# EXERCISE DESCRIPTION
Rewrite each of the records below as a numbered list of its lines, leaving out any blank lines.

# MATERIAL

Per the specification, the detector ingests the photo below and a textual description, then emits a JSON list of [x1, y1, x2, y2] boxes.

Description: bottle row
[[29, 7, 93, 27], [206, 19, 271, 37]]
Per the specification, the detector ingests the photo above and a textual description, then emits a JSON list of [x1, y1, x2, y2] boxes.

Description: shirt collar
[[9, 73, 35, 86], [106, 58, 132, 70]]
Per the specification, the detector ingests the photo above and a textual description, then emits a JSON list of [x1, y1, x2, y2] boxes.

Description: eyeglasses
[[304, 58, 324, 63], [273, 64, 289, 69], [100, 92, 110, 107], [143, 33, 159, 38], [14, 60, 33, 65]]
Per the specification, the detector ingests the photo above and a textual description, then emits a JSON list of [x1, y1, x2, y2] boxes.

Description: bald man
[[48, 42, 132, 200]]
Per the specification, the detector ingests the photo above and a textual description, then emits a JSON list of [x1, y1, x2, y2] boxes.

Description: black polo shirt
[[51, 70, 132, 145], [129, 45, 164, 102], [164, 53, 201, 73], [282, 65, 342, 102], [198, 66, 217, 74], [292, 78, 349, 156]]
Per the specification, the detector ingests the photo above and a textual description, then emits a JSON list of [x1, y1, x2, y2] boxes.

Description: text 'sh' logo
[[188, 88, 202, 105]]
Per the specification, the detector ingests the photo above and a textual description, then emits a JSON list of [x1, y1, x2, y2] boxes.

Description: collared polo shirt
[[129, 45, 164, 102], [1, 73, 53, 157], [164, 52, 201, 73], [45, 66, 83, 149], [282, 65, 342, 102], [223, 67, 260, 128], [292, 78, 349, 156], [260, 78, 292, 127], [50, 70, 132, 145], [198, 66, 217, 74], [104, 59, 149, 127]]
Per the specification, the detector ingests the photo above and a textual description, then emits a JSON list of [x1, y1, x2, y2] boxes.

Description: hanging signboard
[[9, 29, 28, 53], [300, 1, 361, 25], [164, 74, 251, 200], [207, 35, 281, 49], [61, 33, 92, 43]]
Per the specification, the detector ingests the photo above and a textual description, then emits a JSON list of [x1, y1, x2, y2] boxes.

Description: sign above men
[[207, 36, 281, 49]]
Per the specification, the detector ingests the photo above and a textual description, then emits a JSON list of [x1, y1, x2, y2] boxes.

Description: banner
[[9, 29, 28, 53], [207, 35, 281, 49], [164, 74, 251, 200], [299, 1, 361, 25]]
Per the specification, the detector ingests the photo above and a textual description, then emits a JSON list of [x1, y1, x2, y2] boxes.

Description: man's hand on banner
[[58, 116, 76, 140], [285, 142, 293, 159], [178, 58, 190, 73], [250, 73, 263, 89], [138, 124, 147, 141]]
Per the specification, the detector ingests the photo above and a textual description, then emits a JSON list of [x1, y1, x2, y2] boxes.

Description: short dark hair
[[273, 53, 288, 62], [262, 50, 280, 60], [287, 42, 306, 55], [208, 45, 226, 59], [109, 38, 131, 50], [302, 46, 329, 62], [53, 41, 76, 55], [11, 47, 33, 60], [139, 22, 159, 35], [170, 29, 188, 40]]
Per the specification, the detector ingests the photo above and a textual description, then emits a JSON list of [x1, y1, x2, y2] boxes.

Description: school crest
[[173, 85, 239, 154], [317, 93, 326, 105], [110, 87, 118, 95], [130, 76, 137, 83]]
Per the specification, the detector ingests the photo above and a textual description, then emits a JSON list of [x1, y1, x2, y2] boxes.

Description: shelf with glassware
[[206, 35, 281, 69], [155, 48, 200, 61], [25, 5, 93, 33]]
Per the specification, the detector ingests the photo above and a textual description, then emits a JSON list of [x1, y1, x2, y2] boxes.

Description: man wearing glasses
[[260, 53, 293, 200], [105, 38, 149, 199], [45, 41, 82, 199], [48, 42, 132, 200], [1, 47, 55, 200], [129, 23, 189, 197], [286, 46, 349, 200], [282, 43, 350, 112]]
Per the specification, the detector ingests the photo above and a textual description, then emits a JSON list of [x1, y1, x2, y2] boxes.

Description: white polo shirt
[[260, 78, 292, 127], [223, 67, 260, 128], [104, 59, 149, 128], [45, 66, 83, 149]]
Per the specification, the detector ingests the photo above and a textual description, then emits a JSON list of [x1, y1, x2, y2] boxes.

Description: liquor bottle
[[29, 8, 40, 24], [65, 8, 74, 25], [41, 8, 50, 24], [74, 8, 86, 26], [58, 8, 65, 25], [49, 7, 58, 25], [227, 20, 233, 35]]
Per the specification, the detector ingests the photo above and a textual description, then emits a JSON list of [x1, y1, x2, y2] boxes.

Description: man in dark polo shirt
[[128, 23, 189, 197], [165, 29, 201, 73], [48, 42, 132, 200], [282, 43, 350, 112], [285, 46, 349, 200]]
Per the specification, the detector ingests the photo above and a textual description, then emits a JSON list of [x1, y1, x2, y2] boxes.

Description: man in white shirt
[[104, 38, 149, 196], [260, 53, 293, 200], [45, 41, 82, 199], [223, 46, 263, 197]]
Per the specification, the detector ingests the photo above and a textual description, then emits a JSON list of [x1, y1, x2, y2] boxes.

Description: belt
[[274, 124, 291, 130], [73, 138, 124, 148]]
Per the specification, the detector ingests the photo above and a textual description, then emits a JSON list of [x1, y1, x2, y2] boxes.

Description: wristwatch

# ANSWER
1. Per the specification, the detector ingests the photo below and a textual description, then emits a JSON list of [x1, y1, x2, y2] boxes.
2. Description: bottle row
3. [[29, 7, 93, 27], [206, 19, 271, 37]]
4. Per the specification, the detector ingests the photo above and a textual description, then emits a JSON list of [x1, y1, x2, y2] boxes.
5. Description: shirt collar
6. [[9, 73, 35, 86], [106, 58, 132, 70]]
7. Per the specification, the detector ingests the photo above and a textual description, then emits a JSON list of [x1, y1, x2, y2] boxes.
8. Description: eyeglasses
9. [[304, 58, 324, 63], [273, 64, 289, 69], [100, 92, 110, 107], [143, 33, 159, 38], [14, 60, 33, 65]]
10. Per the specification, the detector ingests the photo above and a textual description, then emits a JSON list of [x1, y1, x2, y2] boxes.
11. Description: bald man
12. [[48, 42, 132, 200]]
13. Per the specification, the detector ingests the photo above and a textual description, then emits a JSON list of [x1, y1, x2, y2] boxes.
14. Description: black polo shirt
15. [[51, 70, 132, 145], [129, 45, 164, 102], [164, 53, 201, 73], [282, 65, 342, 102], [198, 66, 217, 74], [292, 78, 349, 156]]
16. Per the specification, the detector ingests the photo above and a textual description, then emits a JSON list of [x1, y1, x2, y2] boxes.
17. Description: text 'sh' logo
18. [[188, 88, 202, 105]]
19. Per the specification, the detector ingests the photo above and a textual description, then emits a JSON list of [x1, y1, x2, y2] boxes.
20. Description: collared polo shirt
21. [[129, 45, 164, 102], [1, 73, 53, 157], [164, 52, 201, 73], [45, 66, 83, 149], [282, 65, 342, 102], [223, 67, 260, 128], [292, 78, 349, 156], [260, 78, 292, 127], [50, 70, 132, 145], [198, 66, 217, 74], [104, 59, 149, 127]]
22. Per the specification, the detector ingests the photo above and a textual description, then emits a JSON list of [x1, y1, x2, y2] boxes.
23. Description: hanging signboard
24. [[9, 29, 28, 53], [300, 1, 361, 25], [164, 74, 251, 200], [207, 35, 281, 49], [61, 33, 92, 43]]
25. Per the specification, the detector ingests the photo above and a textual description, then emits a JSON list of [x1, y1, x2, y2] boxes.
26. Description: sign above men
27. [[207, 36, 281, 49]]
28. Per the specification, the detector ingests the photo above and a textual description, then emits a JSON list of [x1, y1, x2, y2] boxes.
29. Description: banner
30. [[9, 29, 28, 53], [207, 35, 281, 49], [164, 74, 251, 200], [299, 1, 361, 25]]
31. Per the specification, the detector ingests the photo above and a textual description, then emits a JSON list of [x1, y1, x2, y2] boxes.
32. Description: man's hand on banner
33. [[58, 116, 76, 140], [285, 142, 293, 159], [178, 58, 190, 73], [250, 73, 263, 89], [138, 124, 147, 141]]
34. Per the specification, the detector ingests the photo above and a textual description, then emits a JSON list of [x1, y1, x2, y2] boxes.
35. Description: short dark hair
36. [[273, 53, 288, 62], [262, 50, 280, 60], [287, 42, 306, 55], [208, 45, 226, 59], [109, 38, 131, 50], [302, 46, 329, 62], [53, 41, 76, 55], [11, 47, 33, 60], [139, 22, 159, 35], [170, 29, 188, 40]]
37. Per the specification, the detector ingests the photo above and a textual description, then emits a JSON list of [x1, y1, x2, y2] boxes.
38. Description: school crest
39. [[173, 85, 239, 154], [317, 93, 326, 105], [110, 87, 118, 95], [130, 76, 137, 83]]
40. Per the specification, the detector ingests the photo above and a textual description, then emits a JSON list of [x1, y1, x2, y2] boxes.
41. Description: shelf with glassware
42. [[206, 35, 281, 69], [155, 48, 200, 61], [25, 5, 93, 33]]
43. Per the specification, the detector ingests the photo above and a textual description, then emits a JSON list of [x1, y1, x2, y2] boxes.
44. Description: man wearing glasses
45. [[260, 53, 293, 200], [105, 38, 149, 199], [45, 41, 82, 199], [48, 42, 132, 200], [1, 47, 55, 200], [129, 23, 189, 197], [286, 46, 349, 200], [282, 43, 350, 112]]
46. Per the specification, the detector ingests the photo above and a textual description, then emits a JSON list of [x1, y1, x2, y2] boxes.
47. Description: white polo shirt
48. [[260, 78, 292, 127], [223, 67, 260, 128], [104, 59, 149, 128], [45, 66, 83, 149]]
49. Per the specification, the detector ingests the photo above and a textual description, then emits a JSON list of [x1, y1, x2, y2] boxes.
50. Description: liquor bottle
51. [[29, 8, 40, 24], [65, 8, 74, 25], [41, 8, 50, 24], [74, 8, 86, 26], [58, 8, 65, 25], [49, 7, 58, 25], [227, 20, 233, 35]]
52. Per the specification, the detector ingests the photo above and a textual description, then emits a JSON list of [x1, y1, x2, y2] boxes.
53. Description: man in dark polo shirt
54. [[128, 23, 189, 197], [165, 29, 201, 73], [48, 42, 132, 200], [282, 43, 350, 112], [285, 46, 349, 200]]
55. Per the specification, the detector ingests the photo above and a textual description, then emits a JSON list of [x1, y1, x2, y2] boxes.
56. Description: man in white shirt
57. [[104, 38, 149, 196], [260, 53, 293, 200], [45, 41, 82, 199], [223, 46, 263, 197]]
58. Per the specification, the detector ingests the photo above and a textual description, then emits a JSON list of [x1, y1, x2, y2] boxes.
59. Description: belt
60. [[274, 124, 291, 130], [73, 138, 124, 148]]
61. Per the specification, the detector ingests the photo above and a textual description, then emits a JSON list of [x1, y1, x2, y2] boxes.
62. Description: wristwatch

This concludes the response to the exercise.